*Available records*:

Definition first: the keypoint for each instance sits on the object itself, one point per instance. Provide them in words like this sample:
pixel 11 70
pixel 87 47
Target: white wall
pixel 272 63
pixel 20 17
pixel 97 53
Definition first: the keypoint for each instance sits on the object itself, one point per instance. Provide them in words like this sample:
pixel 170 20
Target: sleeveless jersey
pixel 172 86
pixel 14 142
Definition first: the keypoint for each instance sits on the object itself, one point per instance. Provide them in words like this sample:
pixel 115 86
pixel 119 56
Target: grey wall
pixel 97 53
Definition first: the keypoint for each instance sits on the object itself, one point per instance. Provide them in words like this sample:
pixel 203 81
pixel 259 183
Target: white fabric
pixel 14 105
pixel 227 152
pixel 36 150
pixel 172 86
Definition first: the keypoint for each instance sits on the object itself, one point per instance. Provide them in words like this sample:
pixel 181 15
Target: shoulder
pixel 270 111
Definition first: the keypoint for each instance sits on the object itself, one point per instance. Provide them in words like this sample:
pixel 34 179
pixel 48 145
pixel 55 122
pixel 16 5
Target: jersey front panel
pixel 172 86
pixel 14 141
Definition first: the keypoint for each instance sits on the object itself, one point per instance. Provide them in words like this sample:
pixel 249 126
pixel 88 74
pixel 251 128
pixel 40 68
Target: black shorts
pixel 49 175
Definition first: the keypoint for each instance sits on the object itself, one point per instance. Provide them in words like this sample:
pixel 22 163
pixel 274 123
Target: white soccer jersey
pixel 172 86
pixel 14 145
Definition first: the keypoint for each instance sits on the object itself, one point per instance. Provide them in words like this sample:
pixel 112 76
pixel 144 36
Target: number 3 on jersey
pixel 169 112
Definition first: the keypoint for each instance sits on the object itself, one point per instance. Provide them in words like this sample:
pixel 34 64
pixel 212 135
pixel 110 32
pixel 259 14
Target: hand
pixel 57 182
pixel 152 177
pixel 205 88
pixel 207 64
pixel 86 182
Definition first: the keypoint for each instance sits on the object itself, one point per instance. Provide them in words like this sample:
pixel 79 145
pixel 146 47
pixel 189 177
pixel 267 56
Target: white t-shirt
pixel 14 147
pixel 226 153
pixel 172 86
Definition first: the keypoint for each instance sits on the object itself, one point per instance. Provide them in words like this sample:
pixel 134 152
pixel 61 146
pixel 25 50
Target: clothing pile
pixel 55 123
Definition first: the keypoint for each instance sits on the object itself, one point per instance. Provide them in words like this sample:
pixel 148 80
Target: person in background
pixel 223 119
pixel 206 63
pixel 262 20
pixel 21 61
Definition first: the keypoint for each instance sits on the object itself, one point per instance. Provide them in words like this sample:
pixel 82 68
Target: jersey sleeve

*Task description*: Format the listing above as a JSON list of strings, from its first line through the line containing "pixel 270 111", both included. Use one string per line and skip any blank lines.

*Solution for this problem*:
[
  "Definition first: the keypoint for each instance sits on the object itself, one point per instance. Provide them in words like this sample:",
  "pixel 11 70",
  "pixel 87 47",
  "Target: white wall",
  "pixel 272 63",
  "pixel 20 17",
  "pixel 97 53",
  "Definition first: the keypoint for each instance sits on the object itself, one point per instance. Provide them in words like this sample:",
  "pixel 170 20",
  "Target: sleeveless jersey",
  "pixel 172 86",
  "pixel 14 142",
  "Definition first: the keypoint for each instance sits on the object itself, one point per instance. Provide them in words like this sample:",
  "pixel 115 86",
  "pixel 119 56",
  "Target: grey wall",
  "pixel 97 53",
  "Definition first: the keypoint for each instance sits on the object itself, one point per instance. Provide them in words like this sample:",
  "pixel 203 81",
  "pixel 259 183",
  "Target: white fabric",
  "pixel 14 105",
  "pixel 227 152",
  "pixel 36 150",
  "pixel 172 86",
  "Definition first: the keypoint for each instance sits on the object itself, one point per instance. Provide them in words like this sample:",
  "pixel 181 15",
  "Target: shoulder",
  "pixel 270 111"
]